* begin Input records *

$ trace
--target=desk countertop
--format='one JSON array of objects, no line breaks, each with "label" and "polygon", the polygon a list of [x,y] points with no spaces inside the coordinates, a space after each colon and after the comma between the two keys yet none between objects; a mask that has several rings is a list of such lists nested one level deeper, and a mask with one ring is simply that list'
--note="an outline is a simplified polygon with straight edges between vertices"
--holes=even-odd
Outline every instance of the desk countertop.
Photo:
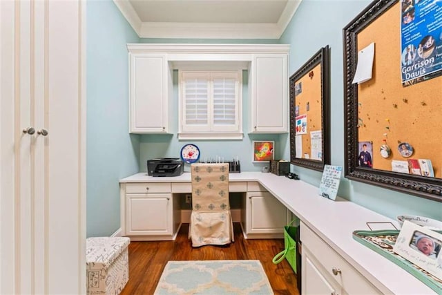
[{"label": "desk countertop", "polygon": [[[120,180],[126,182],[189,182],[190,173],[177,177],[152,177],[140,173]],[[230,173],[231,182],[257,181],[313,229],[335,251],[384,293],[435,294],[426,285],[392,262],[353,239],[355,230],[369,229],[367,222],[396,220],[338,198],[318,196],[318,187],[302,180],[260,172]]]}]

* end Input records *
* begin Input records *

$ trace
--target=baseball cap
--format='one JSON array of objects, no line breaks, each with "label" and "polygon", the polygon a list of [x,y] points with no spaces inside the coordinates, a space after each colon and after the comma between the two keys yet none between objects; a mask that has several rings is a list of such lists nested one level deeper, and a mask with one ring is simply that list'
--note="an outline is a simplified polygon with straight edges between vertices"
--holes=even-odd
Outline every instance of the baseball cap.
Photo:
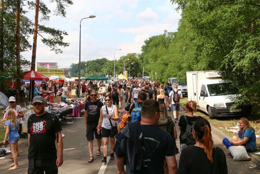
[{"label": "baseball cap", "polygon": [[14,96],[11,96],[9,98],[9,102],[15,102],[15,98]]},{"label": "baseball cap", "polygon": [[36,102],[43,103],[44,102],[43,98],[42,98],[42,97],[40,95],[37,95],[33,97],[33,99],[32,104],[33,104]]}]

* end Input records *

In how many lines of the entries does the string "instance" appear, with case counting? Give only the number.

2